# JOB:
Rewrite as a Markdown table with the columns Line No. and Text every line from the one containing "Can you find the blue" through the one containing "[[550, 206], [93, 187], [46, 237]]", including both. Number each line and leave out any blank lines.

───── EXERCISE INPUT ─────

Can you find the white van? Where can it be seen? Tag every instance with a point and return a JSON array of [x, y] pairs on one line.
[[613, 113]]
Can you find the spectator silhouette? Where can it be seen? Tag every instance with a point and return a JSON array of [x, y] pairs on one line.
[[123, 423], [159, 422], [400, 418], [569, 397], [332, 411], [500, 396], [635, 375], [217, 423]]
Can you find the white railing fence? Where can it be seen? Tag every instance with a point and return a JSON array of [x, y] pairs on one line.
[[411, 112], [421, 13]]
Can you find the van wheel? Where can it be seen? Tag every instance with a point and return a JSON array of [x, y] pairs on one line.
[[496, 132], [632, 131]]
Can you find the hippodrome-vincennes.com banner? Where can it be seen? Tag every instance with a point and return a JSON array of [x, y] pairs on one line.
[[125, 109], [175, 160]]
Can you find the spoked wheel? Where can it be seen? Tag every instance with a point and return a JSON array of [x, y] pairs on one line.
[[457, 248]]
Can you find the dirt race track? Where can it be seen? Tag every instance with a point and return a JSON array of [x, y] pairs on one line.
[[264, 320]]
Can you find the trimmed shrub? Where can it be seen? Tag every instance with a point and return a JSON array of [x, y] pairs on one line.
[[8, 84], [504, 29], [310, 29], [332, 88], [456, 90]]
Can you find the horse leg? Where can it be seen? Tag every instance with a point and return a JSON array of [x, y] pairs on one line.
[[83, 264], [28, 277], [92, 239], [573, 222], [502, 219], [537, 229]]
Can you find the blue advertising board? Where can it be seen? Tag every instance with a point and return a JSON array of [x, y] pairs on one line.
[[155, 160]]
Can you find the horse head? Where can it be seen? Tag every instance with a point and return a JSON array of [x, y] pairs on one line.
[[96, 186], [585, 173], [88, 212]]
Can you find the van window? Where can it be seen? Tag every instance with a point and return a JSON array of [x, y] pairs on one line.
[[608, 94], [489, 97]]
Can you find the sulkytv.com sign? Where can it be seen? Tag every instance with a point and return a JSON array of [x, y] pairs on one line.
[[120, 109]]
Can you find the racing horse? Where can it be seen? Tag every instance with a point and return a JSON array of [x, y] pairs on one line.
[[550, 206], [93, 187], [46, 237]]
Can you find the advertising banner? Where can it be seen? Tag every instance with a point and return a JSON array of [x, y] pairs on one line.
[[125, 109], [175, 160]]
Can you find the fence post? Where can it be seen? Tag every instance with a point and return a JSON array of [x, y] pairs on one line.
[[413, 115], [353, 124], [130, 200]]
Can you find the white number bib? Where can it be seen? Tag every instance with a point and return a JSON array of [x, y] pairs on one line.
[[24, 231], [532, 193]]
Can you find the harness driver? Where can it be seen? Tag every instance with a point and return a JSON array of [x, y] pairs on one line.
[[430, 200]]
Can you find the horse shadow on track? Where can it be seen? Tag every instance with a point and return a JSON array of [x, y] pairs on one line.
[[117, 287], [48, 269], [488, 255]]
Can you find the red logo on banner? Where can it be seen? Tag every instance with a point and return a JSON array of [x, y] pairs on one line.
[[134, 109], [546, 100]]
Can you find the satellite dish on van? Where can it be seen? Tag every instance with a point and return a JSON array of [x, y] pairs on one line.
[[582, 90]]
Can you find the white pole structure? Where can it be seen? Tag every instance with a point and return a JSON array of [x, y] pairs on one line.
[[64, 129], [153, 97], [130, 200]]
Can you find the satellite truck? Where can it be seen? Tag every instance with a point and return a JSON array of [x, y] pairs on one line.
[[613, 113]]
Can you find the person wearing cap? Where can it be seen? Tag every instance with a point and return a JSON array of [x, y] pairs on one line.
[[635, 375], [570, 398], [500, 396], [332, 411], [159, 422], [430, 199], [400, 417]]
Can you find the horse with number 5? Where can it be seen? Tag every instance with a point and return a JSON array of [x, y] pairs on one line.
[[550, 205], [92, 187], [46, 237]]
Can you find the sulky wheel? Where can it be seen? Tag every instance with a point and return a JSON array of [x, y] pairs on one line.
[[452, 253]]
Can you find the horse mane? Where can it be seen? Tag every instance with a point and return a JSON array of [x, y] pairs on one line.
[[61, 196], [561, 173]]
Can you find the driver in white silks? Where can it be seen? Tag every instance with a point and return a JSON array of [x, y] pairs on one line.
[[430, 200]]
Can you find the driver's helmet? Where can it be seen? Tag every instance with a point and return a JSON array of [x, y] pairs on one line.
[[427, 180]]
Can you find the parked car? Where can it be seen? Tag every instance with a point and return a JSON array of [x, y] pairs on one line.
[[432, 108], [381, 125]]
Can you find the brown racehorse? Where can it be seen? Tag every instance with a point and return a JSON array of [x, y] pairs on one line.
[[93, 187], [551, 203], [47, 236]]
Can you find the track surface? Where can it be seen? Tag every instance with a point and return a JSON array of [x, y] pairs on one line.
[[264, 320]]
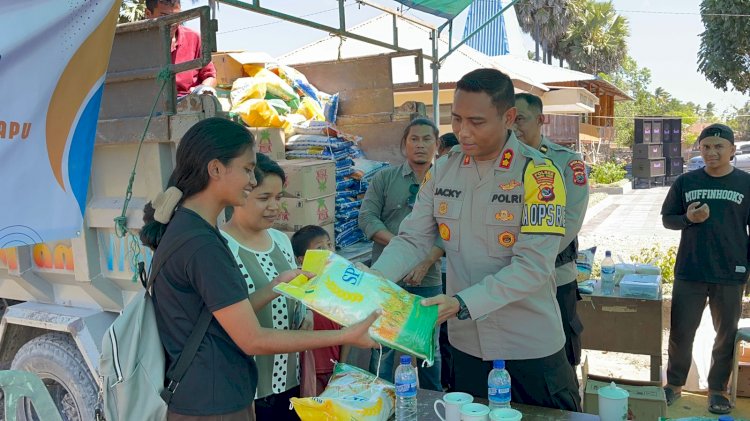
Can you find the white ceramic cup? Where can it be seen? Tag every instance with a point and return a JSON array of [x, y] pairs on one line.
[[505, 414], [475, 412], [452, 403], [613, 403]]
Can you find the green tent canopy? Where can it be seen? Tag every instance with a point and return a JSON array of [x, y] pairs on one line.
[[447, 9]]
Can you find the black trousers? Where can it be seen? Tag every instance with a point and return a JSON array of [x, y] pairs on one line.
[[549, 381], [446, 368], [688, 302], [567, 299], [276, 407]]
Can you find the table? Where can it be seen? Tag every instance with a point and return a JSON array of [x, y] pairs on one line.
[[623, 324], [426, 399]]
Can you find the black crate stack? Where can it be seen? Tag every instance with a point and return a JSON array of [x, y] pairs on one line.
[[656, 152], [673, 146]]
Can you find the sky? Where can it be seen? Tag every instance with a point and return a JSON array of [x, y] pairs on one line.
[[664, 37]]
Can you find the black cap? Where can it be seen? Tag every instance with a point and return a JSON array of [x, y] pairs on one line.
[[717, 130]]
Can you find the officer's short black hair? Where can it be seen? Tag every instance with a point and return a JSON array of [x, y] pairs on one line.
[[534, 101], [448, 141], [151, 4], [301, 239], [494, 83]]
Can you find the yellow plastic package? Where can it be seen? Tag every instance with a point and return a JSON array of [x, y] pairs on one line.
[[274, 84], [259, 113], [310, 109], [246, 88], [352, 394], [347, 295]]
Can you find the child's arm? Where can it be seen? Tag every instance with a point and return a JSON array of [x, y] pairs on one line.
[[344, 353]]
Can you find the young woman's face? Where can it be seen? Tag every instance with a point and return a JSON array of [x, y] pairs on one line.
[[262, 207], [239, 178]]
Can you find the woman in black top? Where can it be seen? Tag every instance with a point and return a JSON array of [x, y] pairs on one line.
[[214, 169]]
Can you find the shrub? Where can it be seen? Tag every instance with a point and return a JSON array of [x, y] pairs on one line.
[[665, 260], [607, 173]]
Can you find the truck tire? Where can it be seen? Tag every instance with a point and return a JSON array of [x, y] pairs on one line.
[[55, 358]]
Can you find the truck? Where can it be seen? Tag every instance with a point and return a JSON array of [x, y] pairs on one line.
[[59, 298]]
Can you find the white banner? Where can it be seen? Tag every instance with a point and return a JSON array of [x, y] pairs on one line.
[[53, 60]]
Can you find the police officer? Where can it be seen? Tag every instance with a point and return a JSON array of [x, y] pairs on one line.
[[499, 207], [528, 129]]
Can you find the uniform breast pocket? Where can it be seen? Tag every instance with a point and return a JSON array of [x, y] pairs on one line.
[[447, 213], [503, 225]]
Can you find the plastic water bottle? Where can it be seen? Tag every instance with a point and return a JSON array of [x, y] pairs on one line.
[[406, 390], [498, 386], [608, 274]]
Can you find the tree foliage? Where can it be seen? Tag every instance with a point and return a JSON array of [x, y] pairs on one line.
[[597, 38], [547, 21], [132, 11], [724, 54]]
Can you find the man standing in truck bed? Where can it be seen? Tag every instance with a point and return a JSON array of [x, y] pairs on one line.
[[186, 46]]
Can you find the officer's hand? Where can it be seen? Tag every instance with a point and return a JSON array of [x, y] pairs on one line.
[[363, 267], [288, 275], [414, 278], [358, 334], [447, 306], [697, 213], [308, 323]]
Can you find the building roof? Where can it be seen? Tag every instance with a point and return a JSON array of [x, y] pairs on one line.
[[410, 36], [550, 75]]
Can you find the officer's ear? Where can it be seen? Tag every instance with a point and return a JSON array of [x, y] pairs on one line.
[[510, 116]]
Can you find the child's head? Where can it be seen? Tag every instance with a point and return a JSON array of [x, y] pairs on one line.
[[311, 237]]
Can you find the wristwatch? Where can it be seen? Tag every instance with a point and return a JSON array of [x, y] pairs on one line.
[[463, 311]]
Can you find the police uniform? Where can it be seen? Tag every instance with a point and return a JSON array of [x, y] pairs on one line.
[[576, 185], [501, 234]]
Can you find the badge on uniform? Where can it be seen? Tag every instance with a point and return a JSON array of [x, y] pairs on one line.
[[507, 159], [546, 182], [512, 184], [506, 239], [504, 215], [579, 172], [445, 232], [544, 200]]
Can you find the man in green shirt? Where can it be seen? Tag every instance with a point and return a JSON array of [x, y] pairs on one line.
[[388, 201]]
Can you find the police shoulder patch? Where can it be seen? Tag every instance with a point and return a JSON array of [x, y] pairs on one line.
[[544, 200], [579, 172]]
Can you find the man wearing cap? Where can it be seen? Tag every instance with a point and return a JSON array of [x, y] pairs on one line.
[[528, 129], [711, 206]]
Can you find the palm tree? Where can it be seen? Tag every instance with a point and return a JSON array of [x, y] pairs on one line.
[[547, 21], [662, 96], [132, 11], [596, 40]]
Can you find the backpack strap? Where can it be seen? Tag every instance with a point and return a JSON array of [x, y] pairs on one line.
[[193, 342]]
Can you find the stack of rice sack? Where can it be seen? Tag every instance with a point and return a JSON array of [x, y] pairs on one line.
[[279, 96], [322, 141]]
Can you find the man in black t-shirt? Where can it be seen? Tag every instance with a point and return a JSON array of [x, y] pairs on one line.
[[711, 206]]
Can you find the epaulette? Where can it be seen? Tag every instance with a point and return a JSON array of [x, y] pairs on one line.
[[531, 153]]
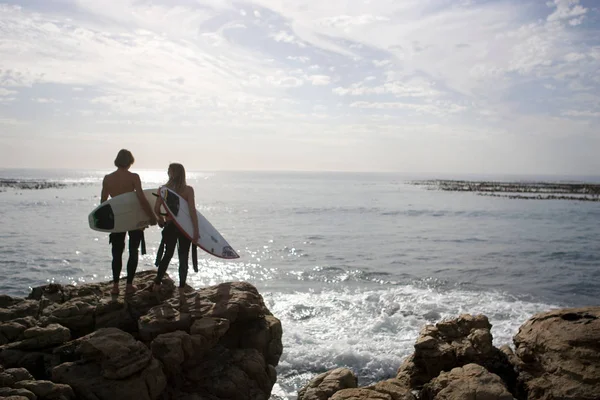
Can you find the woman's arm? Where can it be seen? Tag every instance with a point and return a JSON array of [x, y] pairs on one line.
[[159, 217], [192, 207]]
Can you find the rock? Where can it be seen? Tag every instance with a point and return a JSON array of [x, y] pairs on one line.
[[14, 398], [42, 337], [35, 362], [118, 353], [10, 392], [17, 308], [47, 389], [13, 330], [559, 354], [163, 319], [114, 313], [454, 343], [360, 394], [220, 341], [469, 382], [172, 350], [223, 372], [325, 385], [9, 376], [88, 383], [76, 314], [211, 328], [264, 334], [394, 388], [234, 301]]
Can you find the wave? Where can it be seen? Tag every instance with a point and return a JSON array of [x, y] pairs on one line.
[[372, 331], [37, 184]]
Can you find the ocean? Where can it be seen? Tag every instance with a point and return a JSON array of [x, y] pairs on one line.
[[353, 264]]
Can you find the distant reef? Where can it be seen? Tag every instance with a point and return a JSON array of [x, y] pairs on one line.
[[33, 184], [519, 190], [67, 342]]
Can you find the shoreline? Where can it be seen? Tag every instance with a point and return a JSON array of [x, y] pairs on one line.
[[535, 190]]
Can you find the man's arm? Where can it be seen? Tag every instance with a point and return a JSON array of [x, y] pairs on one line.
[[137, 184], [104, 193]]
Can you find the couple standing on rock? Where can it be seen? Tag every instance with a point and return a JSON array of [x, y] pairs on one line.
[[123, 181]]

─────

# EXERCISE SOLUTION:
| Line No. | Text |
|---|---|
| 1 | Can you find the blue advertising board? Where can it be seen? Tag every instance with a point and return a JSON array of [x, y] pairs on one line. |
| 2 | [[155, 160]] |
| 3 | Can you find the horse head? Where can it be seen? Tag every instance with a point and return a JSON array of [x, y] pairs on one line. |
| 4 | [[96, 186], [585, 173], [88, 212]] |
| 5 | Can you find the van window? Where can it be seen? Tag every instance with a point and return a JSON array of [x, y] pairs on one line. |
| 6 | [[608, 94], [489, 97]] |
| 7 | Can you find the sulkytv.com sign? Where can it be seen? Tag every instance with a point and return a JSON array of [x, y] pairs on one line. |
| 8 | [[120, 109]] |
| 9 | Can you find the racing horse? Where can it be seen? Tag every instance with a point and return a JSON array of [x, y] pairs on one line. |
| 10 | [[550, 206], [93, 187], [46, 237]] |